An
Ordinary Saint
The
Life and Contributions of Joseph Henry Dean
by Davis Bitton
Joseph
Henry Dean did not live a life without troubles, but he
touched a lot of bases. He was a foot soldier of the restoration.
There have always been many such members who never quite
make it into the limelight.
Born
in England, he emigrated with his parents and settled in
Utah. In 1876 we find him working
as a stonecutter on the Salt Lake Temple. At age 21, he
married. After teaching school for a year he was called,
with his wife Sally, to serve a mission in the Sandwich
Islands. Returning to Utah, he attended the People’s Party
convention and was elected Salt Lake City alderman. He
was also a justice of the peace.
In
1885, when he married a plural wife, Florence Ridges, he
was convicted of unlawful cohabitation and served a term
in the territorial penitentiary. After his release, he
served another mission in Hawaii, taking Florence with him.
This turned out to be a mission with great consequences,
for the Deans were called to go to Samoa and open up the
missionary work there.
Returning
to Utah, he wrote tracts and articles for Church periodicals.
He traveled to California. He visited Brigham Young Academy.
True to his long-standing affection, he paid a visit to
the Hawaiian saints at Iosepa.
But
how could he make a living? Dean attended the dedication
of the Salt Lake Temple in 1893 and then was employed as
custodian. When a special evening meeting for the temple
workers was convened, Dean attended. Thanks to his record
that we have the following precious entry:
"I never felt a more heavenly influence
in my life, especially the last hour. We did not get away
until 12:30. The last hour our hearts were so melted that
the most of us were sobbing and weeping for joy. Pres.

Listed records:
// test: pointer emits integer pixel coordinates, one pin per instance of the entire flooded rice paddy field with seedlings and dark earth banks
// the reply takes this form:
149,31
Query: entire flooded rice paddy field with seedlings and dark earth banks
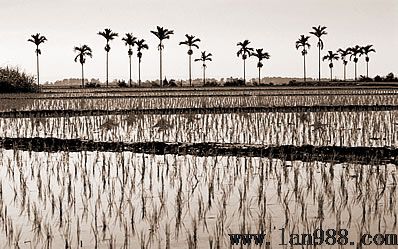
185,168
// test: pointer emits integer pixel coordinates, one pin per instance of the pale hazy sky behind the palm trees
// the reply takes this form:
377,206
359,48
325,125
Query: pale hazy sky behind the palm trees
273,25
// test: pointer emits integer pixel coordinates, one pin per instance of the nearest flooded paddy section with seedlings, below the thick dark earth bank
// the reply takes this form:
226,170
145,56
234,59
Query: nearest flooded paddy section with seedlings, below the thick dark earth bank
104,199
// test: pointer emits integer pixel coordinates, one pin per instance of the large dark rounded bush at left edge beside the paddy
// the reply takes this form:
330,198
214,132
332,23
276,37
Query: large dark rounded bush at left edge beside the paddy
13,80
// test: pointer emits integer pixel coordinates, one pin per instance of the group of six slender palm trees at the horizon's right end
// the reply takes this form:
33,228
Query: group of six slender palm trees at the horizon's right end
353,53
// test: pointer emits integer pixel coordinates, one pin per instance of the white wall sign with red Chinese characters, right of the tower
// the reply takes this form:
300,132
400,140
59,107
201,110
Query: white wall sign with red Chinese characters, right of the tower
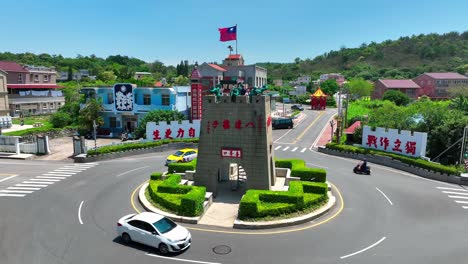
390,140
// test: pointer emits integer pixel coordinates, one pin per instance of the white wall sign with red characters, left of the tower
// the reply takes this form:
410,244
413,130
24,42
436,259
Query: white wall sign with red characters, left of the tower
174,130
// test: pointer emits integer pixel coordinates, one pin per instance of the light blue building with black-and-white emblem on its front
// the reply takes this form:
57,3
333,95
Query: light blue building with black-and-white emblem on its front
125,104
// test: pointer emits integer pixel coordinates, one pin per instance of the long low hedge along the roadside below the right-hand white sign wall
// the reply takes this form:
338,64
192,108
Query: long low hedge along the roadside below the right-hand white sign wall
405,159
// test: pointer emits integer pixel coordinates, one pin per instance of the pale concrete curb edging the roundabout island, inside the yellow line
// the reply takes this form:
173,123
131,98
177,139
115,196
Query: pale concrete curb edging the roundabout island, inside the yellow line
238,224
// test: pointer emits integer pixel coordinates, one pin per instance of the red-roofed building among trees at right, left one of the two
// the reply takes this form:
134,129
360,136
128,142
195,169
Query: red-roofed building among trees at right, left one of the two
408,87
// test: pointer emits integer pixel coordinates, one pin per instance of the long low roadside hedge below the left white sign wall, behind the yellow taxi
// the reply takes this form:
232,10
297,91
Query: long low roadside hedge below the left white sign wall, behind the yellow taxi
136,145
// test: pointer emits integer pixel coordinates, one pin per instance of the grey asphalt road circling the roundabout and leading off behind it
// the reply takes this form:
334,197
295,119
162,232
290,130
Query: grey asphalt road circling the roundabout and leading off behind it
388,217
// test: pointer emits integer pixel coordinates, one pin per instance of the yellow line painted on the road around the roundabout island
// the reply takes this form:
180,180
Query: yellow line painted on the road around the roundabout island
260,233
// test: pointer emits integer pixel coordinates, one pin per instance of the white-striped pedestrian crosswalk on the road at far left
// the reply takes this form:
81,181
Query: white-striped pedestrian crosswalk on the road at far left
46,179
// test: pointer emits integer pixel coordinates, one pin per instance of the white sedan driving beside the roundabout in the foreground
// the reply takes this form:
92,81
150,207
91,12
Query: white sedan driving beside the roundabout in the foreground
154,230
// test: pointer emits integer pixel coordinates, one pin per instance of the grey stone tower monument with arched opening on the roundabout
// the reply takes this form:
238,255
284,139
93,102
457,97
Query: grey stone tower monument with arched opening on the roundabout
237,130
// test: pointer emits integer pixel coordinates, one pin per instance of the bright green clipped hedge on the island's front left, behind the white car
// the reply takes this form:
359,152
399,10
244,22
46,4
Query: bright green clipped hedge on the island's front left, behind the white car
182,199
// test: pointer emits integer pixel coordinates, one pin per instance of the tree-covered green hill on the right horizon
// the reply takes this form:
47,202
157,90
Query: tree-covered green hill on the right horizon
406,57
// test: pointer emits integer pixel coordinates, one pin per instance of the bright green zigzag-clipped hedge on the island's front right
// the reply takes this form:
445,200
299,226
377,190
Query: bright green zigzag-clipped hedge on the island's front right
301,195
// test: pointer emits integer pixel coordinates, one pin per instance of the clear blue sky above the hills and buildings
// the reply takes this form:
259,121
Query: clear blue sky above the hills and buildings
174,30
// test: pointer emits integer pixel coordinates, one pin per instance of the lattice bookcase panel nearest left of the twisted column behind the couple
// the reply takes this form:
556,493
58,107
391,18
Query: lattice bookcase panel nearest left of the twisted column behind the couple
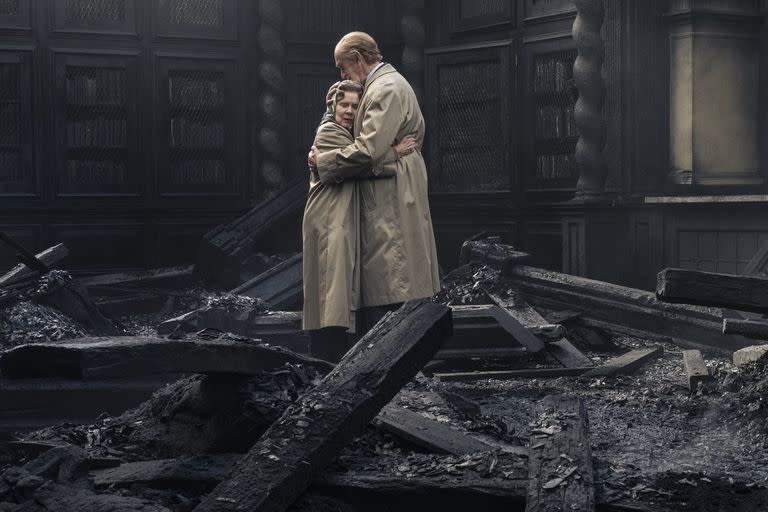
198,131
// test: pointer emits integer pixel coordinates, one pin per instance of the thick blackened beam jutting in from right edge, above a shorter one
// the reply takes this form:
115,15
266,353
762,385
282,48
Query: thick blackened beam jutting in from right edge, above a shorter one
748,293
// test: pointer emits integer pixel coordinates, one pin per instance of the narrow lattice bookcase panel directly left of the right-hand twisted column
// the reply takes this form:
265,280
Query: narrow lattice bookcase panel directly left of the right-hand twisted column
556,133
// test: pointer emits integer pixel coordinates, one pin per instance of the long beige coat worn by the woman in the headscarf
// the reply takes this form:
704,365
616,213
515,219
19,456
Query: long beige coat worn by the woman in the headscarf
331,238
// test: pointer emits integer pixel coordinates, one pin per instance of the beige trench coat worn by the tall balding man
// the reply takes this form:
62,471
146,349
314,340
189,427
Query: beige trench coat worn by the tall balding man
397,243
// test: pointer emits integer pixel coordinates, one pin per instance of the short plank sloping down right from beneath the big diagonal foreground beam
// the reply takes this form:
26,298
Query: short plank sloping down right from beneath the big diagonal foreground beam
426,433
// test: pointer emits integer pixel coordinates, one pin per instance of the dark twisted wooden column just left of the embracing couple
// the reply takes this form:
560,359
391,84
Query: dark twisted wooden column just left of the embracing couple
271,96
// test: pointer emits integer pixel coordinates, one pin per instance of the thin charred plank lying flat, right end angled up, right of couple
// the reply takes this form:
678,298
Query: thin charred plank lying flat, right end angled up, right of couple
624,364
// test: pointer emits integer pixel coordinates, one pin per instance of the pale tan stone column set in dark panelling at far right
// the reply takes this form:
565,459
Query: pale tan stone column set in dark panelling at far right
714,93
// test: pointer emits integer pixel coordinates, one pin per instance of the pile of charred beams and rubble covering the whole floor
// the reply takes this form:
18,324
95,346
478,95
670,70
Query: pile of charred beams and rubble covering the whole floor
517,387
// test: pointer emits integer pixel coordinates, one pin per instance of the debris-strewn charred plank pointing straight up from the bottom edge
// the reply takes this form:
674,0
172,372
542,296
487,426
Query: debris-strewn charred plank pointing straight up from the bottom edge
560,462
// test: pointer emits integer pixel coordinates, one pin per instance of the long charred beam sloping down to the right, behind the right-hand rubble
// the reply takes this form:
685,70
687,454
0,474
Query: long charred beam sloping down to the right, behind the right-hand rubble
626,310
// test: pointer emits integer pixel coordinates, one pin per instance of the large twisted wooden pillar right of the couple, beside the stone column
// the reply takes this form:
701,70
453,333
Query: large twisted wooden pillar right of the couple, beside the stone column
588,113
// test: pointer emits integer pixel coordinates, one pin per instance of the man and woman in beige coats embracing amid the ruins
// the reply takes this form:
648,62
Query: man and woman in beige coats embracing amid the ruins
367,230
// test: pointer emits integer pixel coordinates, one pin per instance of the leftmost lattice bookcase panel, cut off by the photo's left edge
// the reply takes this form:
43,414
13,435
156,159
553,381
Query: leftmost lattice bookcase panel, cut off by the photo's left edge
10,124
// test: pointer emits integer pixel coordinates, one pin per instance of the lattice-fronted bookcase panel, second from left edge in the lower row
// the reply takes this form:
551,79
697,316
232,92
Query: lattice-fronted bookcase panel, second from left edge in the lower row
96,127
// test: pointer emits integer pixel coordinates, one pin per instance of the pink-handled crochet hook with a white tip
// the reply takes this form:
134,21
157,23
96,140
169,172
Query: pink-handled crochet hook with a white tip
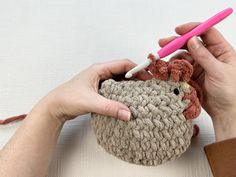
182,40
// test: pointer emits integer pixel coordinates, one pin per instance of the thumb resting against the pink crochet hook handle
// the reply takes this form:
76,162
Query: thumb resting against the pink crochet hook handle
202,55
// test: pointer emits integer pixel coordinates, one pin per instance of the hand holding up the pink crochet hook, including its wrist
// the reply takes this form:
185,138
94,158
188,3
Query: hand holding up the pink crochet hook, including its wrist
214,62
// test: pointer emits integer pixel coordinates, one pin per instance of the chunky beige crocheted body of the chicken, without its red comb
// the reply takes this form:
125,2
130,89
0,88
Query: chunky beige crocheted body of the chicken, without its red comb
157,132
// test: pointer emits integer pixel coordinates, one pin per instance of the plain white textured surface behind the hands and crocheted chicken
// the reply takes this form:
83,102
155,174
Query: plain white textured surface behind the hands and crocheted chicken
45,42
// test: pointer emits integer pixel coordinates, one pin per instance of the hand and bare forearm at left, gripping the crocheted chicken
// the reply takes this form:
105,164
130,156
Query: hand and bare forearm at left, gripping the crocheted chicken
30,150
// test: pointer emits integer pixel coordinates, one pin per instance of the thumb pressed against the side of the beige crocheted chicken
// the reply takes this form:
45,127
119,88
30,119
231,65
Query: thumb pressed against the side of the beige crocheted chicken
102,105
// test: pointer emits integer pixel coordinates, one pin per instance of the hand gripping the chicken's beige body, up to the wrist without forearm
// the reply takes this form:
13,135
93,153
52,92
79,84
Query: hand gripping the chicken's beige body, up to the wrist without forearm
80,94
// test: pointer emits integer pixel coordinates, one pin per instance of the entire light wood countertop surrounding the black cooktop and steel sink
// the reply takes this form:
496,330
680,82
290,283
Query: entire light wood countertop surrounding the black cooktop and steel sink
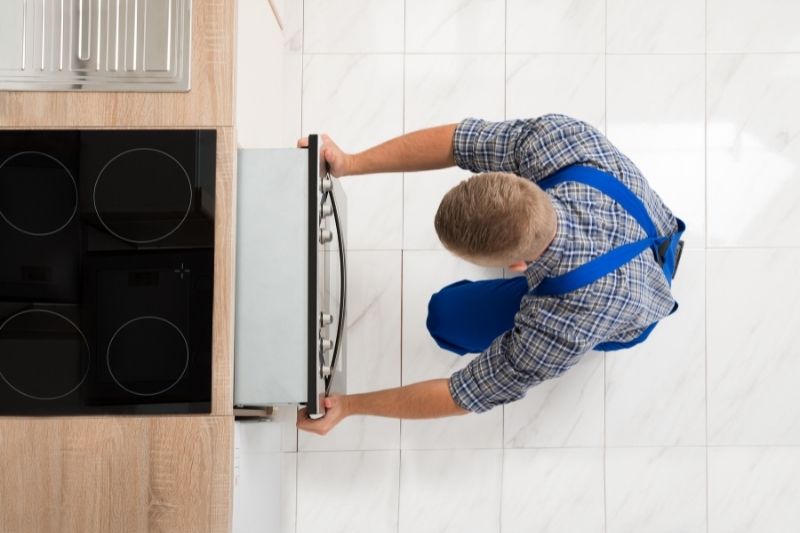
137,474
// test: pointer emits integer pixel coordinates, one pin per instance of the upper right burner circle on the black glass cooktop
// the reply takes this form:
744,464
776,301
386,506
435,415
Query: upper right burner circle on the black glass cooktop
146,183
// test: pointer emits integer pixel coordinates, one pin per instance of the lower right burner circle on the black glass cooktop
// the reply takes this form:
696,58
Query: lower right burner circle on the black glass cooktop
148,349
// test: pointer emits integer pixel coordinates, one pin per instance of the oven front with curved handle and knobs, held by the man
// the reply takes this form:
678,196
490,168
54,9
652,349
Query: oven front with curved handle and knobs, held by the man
328,314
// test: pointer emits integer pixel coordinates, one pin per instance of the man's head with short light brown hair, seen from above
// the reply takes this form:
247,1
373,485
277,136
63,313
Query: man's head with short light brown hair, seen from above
496,219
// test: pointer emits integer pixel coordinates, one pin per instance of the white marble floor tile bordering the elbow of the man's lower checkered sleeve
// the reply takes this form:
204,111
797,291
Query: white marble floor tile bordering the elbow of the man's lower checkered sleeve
566,411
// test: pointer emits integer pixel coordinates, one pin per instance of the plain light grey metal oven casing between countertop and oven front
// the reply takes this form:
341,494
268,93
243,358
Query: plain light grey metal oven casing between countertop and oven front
272,293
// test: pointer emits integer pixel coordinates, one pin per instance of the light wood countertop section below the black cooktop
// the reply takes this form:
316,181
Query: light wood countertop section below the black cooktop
116,474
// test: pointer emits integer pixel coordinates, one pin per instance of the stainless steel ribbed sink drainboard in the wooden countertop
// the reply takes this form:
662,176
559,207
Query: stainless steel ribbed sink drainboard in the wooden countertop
95,45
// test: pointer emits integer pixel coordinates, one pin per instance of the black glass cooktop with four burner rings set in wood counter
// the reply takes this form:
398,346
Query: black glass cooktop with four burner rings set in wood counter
106,271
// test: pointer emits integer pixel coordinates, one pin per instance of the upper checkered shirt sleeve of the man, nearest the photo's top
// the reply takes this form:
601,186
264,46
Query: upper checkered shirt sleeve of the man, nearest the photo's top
532,148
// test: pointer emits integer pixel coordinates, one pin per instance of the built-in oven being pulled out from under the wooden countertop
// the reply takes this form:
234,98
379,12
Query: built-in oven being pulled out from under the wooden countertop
291,280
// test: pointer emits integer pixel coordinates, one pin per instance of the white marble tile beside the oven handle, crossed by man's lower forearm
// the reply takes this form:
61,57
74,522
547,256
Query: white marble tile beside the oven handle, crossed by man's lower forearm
373,351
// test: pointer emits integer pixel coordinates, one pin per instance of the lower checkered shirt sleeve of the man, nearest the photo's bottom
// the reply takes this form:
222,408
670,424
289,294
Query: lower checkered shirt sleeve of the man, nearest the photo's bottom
536,349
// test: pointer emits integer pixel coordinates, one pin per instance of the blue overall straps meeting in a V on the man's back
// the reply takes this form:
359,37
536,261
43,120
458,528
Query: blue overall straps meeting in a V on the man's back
612,260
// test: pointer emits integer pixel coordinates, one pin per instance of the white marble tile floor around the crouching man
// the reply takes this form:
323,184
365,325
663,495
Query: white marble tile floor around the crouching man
698,430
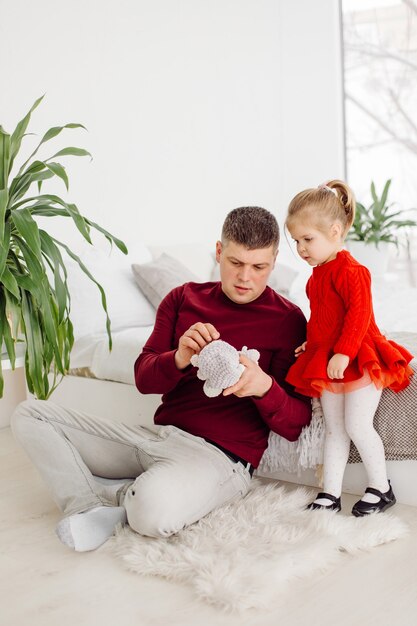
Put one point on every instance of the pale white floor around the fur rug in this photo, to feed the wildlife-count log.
(42, 583)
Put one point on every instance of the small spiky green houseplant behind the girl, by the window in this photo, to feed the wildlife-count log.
(378, 222)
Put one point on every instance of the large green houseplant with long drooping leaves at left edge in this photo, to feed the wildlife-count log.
(35, 302)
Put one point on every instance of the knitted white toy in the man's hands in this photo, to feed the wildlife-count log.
(218, 364)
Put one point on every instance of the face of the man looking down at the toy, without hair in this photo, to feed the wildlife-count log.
(244, 273)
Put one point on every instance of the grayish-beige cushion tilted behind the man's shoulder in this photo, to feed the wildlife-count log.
(158, 278)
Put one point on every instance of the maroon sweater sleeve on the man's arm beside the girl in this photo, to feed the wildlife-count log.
(284, 411)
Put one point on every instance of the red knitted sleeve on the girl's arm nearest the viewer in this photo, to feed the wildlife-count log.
(354, 287)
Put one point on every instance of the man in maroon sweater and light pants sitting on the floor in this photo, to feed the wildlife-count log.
(207, 448)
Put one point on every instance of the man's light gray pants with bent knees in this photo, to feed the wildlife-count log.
(165, 480)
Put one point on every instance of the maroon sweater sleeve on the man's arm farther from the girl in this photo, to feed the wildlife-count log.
(155, 369)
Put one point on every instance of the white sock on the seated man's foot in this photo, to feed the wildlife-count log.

What this exercise asks:
(1) Using the account of Joseph Henry Dean, decide whether each statement agrees with it. Answer yes or no for each, and quote the words that settle it.
(a) In 1876 Dean worked as a stonecutter on the Salt Lake Temple.
(b) Dean took Sally with him on his second mission in Hawaii.
(c) After the Salt Lake Temple was dedicated, Dean was hired as its custodian.
(2) Extract from the account of Joseph Henry Dean the passage that opens with "He traveled to" and closes with "for joy. Pres.".
(3) Write the next part of the account of Joseph Henry Dean, picking up after its last line.

Answers for each item:
(1)
(a) Yes: "In 1876 we find him working as a stonecutter on the Salt Lake Temple."
(b) No: "After his release, he served another mission in Hawaii, taking Florence with him."
(c) Yes: "Dean attended the dedication of the Salt Lake Temple in 1893 and then was employed as custodian."

(2)
He traveled to California. He visited Brigham Young Academy.
True to his long-standing affection, he paid a visit to
the Hawaiian saints at Iosepa.
But
how could he make a living? Dean attended the dedication
of the Salt Lake Temple in 1893 and then was employed as
custodian. When a special evening meeting for the temple
workers was convened, Dean attended. Thanks to his record
that we have the following precious entry:
"I never felt a more heavenly influence
in my life, especially the last hour. We did not get away
until 12:30. The last hour our hearts were so melted that
the most of us were sobbing and weeping for joy. Pres.

(3)
Geo. Q. Cannon began to speak at 11:30. He was saying or
began to say that he knew that Jesus was the Christ, for
he had seen his face and heard his voice. His emotions
here overpowered him, and he had to stand and say nothing
for a few moments until he could control himself. He also
testified that he knew that God lived for he had seen his
face and heard his voice."
Sacred
experiences in holy places are usually not reported to the
public. In writing this entry in his journal, Dean was
not calling a press conference. But for himself, for his
family, and for some of the rest of us many years later
he preserved a moment of great spiritual intensity.
By
the late 1890s Dean had homes in Fruitland, New Mexico,
and Mancos, Colorado. He ran a store for a time. Then
he hit the road as a traveling salesman from New Mexico
and Colorado through Utah and up
into Idaho. His specialty was Indian blankets, but he also
sold books, postcards, and life insurance. Since we know
he had a great interest in music, I like to picture him
as our Latter-day Saint version of Professor Harold Hill
in The Music Man.
Eventually
he settled in Shelley, Idaho, leasing a hotel there. When
his son Harry was called to serve a mission in Samoa, Joseph,
the father, was called on a third mission there. The father-son
team translated many hymns from
English into Samoan and supervised the publication of a
Samoan hymn book. Returning to Idaho, Joseph
took a job with the sugar company.
In
the church, in addition to serving as a high councilman,
he was a ward chorister and a stake chorister. His
choirs performed in sacrament meetings and in quarterly
stake conferences. For Christmas and Easter they performed
cantatas. One of his choirs won first prize at a competition
held in Rexburg. He composed hymns. You may recognize
the hymn entitled “Before Thee, Lord, I
Bow My Head.”
Joseph
Henry Dean is a good reminder that choral singing in the
church was not limited to the Tabernacle Choir. Excellent
choirs were organized in wards from Canada to Mexico.
Harry
Dean, the son who had served in the Samoan Mission with
his father, decided to make a career in music. After his
studies, he taught music at Gila College, Ricks College,
and for thirty years at Snow College.
In
1929 Joseph Dean listened to the first radio broadcast of
the Tabernacle Choir. During the 1930s, times were especially
tough. At age 78, he took a job as a night watchman. But
there was also a sweetness to his final years. He was ordained a patriarch.
A special testimonial meeting was held in his honor. He
wrote in his diary, “I have lots of friends and no enemies.”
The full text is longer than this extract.